___ SUPPLIED DATA
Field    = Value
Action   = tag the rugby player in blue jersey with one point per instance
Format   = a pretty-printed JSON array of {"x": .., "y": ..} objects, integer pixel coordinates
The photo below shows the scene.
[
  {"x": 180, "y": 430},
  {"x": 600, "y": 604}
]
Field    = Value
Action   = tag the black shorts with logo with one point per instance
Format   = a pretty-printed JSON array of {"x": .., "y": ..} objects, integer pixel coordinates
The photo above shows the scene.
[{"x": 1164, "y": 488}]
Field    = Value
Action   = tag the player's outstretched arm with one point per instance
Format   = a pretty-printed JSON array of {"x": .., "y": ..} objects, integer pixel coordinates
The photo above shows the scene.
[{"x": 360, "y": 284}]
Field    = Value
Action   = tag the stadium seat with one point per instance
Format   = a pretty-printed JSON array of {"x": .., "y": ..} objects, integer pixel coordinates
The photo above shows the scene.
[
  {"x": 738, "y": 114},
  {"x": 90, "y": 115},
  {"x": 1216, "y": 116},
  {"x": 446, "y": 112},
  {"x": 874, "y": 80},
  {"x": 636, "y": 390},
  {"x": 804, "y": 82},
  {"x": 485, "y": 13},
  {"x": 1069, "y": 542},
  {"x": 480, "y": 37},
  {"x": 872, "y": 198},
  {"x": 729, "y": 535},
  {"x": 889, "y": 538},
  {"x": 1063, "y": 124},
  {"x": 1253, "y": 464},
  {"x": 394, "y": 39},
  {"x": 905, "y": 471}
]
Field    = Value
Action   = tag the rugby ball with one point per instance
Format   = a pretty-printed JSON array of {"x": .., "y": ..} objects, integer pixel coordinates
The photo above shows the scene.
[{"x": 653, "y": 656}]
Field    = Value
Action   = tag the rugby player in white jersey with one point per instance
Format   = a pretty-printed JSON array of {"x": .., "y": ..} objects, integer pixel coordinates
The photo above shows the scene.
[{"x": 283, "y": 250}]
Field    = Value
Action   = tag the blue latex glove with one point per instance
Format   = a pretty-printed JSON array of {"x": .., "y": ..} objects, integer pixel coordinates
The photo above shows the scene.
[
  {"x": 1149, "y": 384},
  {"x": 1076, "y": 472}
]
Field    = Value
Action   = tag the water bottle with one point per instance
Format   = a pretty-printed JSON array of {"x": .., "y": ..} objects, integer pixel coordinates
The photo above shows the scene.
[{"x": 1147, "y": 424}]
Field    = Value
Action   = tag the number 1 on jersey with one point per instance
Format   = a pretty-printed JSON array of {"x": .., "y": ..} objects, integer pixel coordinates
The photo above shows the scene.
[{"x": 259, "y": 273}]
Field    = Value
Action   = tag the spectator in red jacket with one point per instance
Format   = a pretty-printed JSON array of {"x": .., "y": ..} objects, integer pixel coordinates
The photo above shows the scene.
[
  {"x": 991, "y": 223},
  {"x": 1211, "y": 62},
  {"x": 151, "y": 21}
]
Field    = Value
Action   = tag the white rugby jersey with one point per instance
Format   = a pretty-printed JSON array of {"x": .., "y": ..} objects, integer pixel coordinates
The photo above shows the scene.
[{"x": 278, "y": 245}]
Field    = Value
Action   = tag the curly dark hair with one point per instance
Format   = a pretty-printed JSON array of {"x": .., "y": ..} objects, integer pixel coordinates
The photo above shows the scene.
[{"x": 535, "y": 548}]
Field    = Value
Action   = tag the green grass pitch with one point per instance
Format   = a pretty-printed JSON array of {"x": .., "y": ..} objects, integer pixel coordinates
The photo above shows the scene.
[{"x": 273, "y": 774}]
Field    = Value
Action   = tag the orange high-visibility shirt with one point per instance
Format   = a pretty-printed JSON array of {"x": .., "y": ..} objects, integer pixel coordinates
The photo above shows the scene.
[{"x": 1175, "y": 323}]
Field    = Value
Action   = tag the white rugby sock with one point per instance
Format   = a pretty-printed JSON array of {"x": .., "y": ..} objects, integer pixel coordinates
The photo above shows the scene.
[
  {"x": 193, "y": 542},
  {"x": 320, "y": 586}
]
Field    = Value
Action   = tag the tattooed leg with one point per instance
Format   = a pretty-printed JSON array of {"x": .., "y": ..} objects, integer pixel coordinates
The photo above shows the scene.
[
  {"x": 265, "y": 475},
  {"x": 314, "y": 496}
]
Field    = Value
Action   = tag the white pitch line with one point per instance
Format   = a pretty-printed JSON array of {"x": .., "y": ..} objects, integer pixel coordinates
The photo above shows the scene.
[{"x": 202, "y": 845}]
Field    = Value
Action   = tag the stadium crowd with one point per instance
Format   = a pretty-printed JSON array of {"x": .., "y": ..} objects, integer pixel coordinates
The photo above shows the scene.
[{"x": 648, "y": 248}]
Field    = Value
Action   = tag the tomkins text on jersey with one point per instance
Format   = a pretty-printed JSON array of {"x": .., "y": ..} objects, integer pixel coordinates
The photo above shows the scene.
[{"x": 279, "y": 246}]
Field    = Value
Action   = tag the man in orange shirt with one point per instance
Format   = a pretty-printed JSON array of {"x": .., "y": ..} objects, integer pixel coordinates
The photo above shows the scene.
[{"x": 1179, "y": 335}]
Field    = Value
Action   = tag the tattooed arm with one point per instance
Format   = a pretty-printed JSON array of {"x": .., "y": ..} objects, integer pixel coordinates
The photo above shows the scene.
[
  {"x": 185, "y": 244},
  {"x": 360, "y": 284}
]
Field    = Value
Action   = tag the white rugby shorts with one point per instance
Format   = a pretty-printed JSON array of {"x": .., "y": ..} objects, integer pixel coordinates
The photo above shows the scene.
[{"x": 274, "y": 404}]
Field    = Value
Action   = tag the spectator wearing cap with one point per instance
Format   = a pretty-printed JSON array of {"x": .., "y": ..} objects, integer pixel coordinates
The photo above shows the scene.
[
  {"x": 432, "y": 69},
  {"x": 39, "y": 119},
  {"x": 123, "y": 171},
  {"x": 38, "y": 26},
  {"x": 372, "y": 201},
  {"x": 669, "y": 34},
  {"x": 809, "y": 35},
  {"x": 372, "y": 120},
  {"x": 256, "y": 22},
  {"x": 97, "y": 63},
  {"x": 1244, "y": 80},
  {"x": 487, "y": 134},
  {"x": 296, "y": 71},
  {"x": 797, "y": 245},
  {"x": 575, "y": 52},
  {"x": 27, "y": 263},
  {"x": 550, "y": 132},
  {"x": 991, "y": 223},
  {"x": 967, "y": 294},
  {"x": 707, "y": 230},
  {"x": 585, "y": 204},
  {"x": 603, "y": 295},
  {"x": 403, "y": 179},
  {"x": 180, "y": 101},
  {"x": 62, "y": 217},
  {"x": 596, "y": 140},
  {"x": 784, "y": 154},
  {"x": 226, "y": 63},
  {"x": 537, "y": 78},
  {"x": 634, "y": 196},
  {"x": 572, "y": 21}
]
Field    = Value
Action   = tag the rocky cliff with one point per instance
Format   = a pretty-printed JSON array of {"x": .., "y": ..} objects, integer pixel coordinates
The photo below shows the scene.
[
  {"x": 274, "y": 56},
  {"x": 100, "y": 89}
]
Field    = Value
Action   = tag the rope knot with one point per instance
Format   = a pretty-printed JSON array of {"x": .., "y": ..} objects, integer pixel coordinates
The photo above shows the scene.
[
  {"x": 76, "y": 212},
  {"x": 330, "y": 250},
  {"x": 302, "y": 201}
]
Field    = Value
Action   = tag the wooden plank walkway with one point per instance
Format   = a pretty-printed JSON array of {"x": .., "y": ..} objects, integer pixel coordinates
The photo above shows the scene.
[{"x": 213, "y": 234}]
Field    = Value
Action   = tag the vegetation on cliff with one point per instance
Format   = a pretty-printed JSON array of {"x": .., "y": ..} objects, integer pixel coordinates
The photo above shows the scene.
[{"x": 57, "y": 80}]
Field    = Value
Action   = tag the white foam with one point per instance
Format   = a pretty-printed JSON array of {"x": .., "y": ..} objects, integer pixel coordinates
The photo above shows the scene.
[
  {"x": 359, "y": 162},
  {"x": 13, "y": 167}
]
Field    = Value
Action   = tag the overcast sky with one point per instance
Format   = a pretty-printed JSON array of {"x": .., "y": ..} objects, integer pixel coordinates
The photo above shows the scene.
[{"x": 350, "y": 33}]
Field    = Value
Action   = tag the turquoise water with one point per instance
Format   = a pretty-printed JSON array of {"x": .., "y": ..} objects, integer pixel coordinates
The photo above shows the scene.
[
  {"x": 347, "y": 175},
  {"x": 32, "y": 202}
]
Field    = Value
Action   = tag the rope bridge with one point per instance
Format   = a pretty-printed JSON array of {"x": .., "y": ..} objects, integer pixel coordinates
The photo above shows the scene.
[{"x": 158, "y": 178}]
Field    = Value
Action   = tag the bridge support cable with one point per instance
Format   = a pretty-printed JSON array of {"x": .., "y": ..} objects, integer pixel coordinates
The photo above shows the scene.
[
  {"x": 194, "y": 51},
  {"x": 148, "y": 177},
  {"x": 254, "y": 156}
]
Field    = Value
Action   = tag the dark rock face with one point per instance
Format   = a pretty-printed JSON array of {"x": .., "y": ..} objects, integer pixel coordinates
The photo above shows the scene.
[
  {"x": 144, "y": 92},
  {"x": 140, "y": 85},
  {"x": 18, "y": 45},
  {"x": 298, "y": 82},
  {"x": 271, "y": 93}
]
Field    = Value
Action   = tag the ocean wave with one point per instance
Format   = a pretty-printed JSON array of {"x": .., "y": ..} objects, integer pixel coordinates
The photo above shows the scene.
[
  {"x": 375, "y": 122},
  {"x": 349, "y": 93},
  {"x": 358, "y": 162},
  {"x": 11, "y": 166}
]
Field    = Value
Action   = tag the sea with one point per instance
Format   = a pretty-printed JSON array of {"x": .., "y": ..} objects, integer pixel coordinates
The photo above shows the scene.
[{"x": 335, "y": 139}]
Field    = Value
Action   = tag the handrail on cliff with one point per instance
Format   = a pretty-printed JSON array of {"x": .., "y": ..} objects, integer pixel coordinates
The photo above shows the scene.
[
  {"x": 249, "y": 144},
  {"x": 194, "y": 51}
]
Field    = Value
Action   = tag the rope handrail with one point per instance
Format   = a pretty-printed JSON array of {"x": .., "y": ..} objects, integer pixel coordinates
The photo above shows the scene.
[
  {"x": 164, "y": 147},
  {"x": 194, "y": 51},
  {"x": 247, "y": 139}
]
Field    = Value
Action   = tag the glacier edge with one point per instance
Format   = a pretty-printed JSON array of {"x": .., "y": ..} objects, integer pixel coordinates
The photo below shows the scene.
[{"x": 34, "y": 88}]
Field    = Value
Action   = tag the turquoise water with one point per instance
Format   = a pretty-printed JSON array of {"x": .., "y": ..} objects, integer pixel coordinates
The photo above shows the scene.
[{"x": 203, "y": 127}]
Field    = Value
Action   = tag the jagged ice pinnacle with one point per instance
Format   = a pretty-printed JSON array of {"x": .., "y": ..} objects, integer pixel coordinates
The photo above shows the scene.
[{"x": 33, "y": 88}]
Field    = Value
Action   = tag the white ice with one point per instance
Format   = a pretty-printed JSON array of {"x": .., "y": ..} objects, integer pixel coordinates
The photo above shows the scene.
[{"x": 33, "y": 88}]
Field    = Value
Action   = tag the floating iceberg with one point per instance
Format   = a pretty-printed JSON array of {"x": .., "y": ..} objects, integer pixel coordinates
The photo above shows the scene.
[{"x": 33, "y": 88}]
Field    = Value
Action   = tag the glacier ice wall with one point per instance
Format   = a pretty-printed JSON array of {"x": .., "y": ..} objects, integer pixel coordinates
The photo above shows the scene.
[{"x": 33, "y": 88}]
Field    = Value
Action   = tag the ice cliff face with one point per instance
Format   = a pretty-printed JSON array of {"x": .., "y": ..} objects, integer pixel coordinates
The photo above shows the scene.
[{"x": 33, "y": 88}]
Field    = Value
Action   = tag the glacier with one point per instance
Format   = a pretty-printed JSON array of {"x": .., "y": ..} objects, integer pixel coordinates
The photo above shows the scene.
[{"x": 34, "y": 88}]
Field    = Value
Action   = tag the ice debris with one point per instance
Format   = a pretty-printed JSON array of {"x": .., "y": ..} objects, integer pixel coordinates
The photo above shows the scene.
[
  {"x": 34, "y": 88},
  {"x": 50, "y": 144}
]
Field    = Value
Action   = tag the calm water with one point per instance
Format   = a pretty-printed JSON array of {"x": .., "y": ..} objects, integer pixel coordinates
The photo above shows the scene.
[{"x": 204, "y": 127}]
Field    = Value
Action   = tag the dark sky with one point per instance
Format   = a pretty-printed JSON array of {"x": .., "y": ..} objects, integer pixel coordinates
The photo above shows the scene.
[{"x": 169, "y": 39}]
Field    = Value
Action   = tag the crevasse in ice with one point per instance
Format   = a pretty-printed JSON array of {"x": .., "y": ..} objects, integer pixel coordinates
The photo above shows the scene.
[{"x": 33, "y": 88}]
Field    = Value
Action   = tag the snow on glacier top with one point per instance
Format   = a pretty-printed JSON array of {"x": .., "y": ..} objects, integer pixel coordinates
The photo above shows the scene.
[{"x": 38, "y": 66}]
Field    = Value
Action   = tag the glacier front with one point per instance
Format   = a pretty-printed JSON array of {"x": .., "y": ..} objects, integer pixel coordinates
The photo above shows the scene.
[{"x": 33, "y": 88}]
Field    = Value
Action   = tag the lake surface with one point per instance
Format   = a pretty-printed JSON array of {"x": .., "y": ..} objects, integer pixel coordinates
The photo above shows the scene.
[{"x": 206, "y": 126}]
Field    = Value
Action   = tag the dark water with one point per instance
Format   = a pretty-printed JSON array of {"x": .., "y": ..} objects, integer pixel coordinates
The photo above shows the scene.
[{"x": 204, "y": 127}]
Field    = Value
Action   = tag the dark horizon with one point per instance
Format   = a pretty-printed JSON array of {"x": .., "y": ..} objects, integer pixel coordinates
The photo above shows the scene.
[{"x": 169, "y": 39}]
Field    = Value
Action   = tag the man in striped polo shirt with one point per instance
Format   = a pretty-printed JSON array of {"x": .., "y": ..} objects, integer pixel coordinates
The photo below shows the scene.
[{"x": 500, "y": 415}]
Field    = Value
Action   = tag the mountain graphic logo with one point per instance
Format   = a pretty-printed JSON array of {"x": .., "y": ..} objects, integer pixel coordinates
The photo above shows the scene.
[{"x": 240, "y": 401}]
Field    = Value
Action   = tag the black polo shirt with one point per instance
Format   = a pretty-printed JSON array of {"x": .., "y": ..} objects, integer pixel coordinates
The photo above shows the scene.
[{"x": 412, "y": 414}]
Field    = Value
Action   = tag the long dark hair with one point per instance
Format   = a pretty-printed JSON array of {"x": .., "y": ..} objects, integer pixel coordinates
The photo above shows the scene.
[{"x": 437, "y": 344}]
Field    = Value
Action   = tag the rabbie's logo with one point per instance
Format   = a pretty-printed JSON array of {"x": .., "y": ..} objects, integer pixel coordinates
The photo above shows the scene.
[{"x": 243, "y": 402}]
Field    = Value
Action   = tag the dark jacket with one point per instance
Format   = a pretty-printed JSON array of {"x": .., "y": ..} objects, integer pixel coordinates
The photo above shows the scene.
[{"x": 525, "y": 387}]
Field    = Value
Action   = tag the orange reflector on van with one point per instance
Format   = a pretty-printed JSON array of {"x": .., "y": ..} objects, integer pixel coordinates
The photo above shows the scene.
______
* EXERCISE PROMPT *
Which lines in the rows above contain the word "orange"? Report each of them in full.

* WRITTEN SOLUTION *
Action   = tag the orange high-visibility shirt with one point per instance
Action   = tag the man in orange shirt with one point per instance
Action   = tag the orange reflector on van with one point per instance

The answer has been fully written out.